[Begin]
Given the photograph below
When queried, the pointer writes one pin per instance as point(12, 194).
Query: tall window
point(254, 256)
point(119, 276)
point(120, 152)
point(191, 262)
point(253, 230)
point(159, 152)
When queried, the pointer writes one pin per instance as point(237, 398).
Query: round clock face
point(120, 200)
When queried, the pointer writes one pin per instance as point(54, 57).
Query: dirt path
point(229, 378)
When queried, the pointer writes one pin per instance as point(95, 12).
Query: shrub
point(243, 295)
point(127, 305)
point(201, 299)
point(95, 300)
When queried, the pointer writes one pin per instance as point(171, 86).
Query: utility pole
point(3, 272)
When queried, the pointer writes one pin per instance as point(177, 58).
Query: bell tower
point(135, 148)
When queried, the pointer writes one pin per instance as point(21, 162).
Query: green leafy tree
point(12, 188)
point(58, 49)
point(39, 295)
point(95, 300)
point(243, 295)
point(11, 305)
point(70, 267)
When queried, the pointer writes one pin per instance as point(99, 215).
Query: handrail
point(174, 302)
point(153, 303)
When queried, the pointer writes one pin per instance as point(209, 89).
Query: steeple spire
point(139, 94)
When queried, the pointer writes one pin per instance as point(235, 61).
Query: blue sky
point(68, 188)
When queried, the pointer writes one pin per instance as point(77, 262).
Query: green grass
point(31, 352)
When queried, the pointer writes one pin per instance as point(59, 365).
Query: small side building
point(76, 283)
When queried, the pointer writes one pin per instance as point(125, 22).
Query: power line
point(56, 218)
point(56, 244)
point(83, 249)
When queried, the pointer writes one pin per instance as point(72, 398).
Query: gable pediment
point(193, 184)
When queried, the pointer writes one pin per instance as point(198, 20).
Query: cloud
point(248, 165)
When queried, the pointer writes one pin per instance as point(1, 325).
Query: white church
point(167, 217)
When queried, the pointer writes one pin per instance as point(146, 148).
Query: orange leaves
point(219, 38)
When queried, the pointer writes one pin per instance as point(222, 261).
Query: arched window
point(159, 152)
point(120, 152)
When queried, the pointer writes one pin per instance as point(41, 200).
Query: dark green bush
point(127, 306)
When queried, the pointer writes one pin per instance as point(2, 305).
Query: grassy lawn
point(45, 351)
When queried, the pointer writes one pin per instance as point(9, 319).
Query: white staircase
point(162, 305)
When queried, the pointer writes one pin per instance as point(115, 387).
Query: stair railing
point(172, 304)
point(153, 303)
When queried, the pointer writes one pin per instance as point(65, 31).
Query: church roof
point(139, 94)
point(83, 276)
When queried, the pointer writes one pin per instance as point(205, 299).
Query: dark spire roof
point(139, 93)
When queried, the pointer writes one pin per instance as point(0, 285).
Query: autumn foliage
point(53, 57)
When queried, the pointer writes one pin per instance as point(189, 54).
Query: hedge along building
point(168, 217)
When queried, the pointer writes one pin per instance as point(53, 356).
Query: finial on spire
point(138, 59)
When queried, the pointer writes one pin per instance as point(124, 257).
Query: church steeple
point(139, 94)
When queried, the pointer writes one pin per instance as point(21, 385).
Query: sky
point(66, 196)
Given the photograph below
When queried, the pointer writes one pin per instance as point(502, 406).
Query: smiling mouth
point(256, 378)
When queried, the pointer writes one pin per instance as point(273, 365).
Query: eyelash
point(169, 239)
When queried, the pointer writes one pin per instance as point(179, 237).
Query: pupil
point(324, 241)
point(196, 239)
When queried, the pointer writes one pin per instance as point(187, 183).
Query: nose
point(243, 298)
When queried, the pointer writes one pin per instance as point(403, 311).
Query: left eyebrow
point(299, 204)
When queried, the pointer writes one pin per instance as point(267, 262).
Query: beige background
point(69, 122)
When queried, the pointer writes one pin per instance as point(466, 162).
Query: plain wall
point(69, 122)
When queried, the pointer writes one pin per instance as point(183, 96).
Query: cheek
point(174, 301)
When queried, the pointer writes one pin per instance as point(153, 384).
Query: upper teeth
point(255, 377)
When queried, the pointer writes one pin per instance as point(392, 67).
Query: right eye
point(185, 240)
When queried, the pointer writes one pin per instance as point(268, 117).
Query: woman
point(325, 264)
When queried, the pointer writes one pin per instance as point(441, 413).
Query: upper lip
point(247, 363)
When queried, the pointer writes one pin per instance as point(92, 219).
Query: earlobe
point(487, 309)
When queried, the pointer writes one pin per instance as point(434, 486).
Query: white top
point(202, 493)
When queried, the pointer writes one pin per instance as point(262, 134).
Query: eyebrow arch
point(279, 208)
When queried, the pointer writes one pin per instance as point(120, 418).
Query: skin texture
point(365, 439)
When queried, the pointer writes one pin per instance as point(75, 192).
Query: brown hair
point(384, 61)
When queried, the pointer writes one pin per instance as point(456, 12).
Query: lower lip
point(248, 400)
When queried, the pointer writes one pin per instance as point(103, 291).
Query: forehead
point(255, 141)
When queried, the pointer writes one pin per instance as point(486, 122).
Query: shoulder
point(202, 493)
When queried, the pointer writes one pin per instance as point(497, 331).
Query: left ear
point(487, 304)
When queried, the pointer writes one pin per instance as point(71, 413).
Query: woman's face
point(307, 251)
[End]
**Written task**
Reproduce all of the data above, swapping every "pointer" for "locator" and leaving everything else unchanged.

**Output for this exercise**
Given the photograph below
When queried, the locator writes one pin per instance as point(12, 194).
Query: tall window
point(254, 256)
point(119, 276)
point(120, 152)
point(191, 262)
point(253, 230)
point(159, 152)
When queried, the locator writes one pin per instance as point(237, 398).
Query: round clock face
point(120, 200)
When queried, the locator writes one pin per instance as point(54, 57).
Query: dirt path
point(229, 378)
When queried, the locator writes one pin per instance as point(95, 12).
Query: shrub
point(243, 295)
point(127, 305)
point(201, 299)
point(95, 300)
When queried, the locator writes one pin per instance as point(171, 86).
Query: utility pole
point(3, 272)
When queried, the locator writes one pin per instance as point(177, 58).
Query: bell tower
point(135, 148)
When queried, the locator writes one pin per instance as point(21, 162).
Query: green leafy tree
point(12, 188)
point(58, 49)
point(39, 295)
point(95, 300)
point(243, 295)
point(11, 305)
point(70, 267)
When queried, the locator writes one pin per instance as point(99, 215).
Query: handrail
point(174, 302)
point(153, 303)
When queried, the locator writes one pin per instance as point(209, 89).
Query: steeple spire
point(139, 94)
When queried, the locator writes one pin per instance as point(235, 61).
Query: blue sky
point(68, 188)
When queried, the locator writes one pin per instance as point(77, 262).
Query: green grass
point(31, 352)
When queried, the locator writes one pin per instance as point(59, 365).
Query: small side building
point(76, 283)
When queried, the locator writes one pin per instance as point(125, 22).
Query: power line
point(56, 218)
point(56, 244)
point(83, 249)
When queried, the locator writes one pin per instance as point(72, 398).
Query: gable pediment
point(193, 184)
When queried, the locator writes one pin per instance as point(198, 20).
Query: cloud
point(248, 165)
When queried, the locator writes one pin per instance as point(1, 325).
Query: white church
point(167, 217)
When queried, the locator writes one pin per instance as point(146, 148).
Query: orange leaves
point(219, 38)
When queried, the locator writes one pin per instance as point(222, 261).
Query: arched window
point(159, 152)
point(120, 152)
When queried, the locator writes one pin per instance as point(41, 200).
Query: dark green bush
point(127, 306)
When queried, the locator writes one pin per instance as point(2, 305).
Query: grassy lawn
point(45, 351)
When queried, the locator writes one pin per instance as point(9, 319).
Query: white staircase
point(162, 305)
When queried, the locator writes one pin per instance as point(115, 387).
Query: stair railing
point(172, 304)
point(153, 303)
When queried, the locator writes one pin per instance as point(65, 31).
Query: church roof
point(139, 94)
point(83, 276)
When queried, the locator writes one pin per instance as point(205, 299).
Query: dark spire roof
point(139, 93)
When queried, the locator writes one pin per instance as point(0, 285).
Query: autumn foliage
point(53, 57)
When queried, the locator writes one pin per instance as point(189, 54).
Query: hedge along building
point(168, 217)
When queried, the locator writes one pin per instance as point(53, 356).
Query: finial on spire
point(138, 59)
When queried, the locator writes one pin per instance as point(124, 257).
Query: church steeple
point(139, 94)
When queried, the locator writes one pin per instance as point(21, 385).
Query: sky
point(66, 196)
Given the photograph below
When queried, the locator writes one pin per instance as point(502, 406).
Query: smiling mouth
point(256, 378)
When queried, the locator writes one pin per instance as point(273, 365).
Query: eyelash
point(169, 239)
When queried, the locator writes one pin per instance as point(179, 237).
Query: pupil
point(324, 241)
point(196, 239)
When queried, the locator writes one pin per instance as point(187, 183).
Query: nose
point(243, 298)
When queried, the locator writes one pin per instance as point(403, 311).
Query: left eyebrow
point(299, 204)
When queried, the locator writes one pin per instance as point(267, 262).
Query: beige background
point(69, 122)
When queried, the locator writes one pin per instance as point(466, 162).
Query: plain wall
point(69, 122)
When queried, the locator writes one pin per instance as point(183, 96).
Query: cheek
point(174, 301)
When queried, the locator writes one pin per instance as point(153, 384).
Query: upper teeth
point(255, 377)
When queried, the locator writes one pin per instance as point(392, 67).
Query: right eye
point(185, 240)
When queried, the locator writes one pin per instance as point(268, 117).
Query: woman
point(325, 264)
When queried, the locator writes one pin per instance as point(441, 413).
Query: upper lip
point(247, 363)
When queried, the locator writes one pin per instance as point(92, 219).
Query: earlobe
point(487, 309)
When queried, the locator writes one pin per instance as point(434, 486).
Query: white top
point(202, 493)
When queried, the locator writes one pin per instance as point(262, 134).
Query: eyebrow arch
point(279, 208)
When queried, the locator writes one pin per instance as point(120, 418).
Query: skin texture
point(365, 439)
When queried, the locator writes one pin per instance as point(75, 192).
Query: brown hair
point(384, 61)
When queried, the locator writes one pin per instance as point(456, 12).
Query: lower lip
point(248, 400)
When queried, the locator writes one pin per instance as point(103, 291).
Query: forehead
point(255, 141)
When queried, the locator writes one pin per instance as point(486, 122).
Query: shoulder
point(202, 493)
When queried, the locator writes one pin per instance as point(497, 331).
Query: left ear
point(487, 304)
When queried, the locator writes one pin per instance as point(71, 413).
Query: woman's face
point(307, 251)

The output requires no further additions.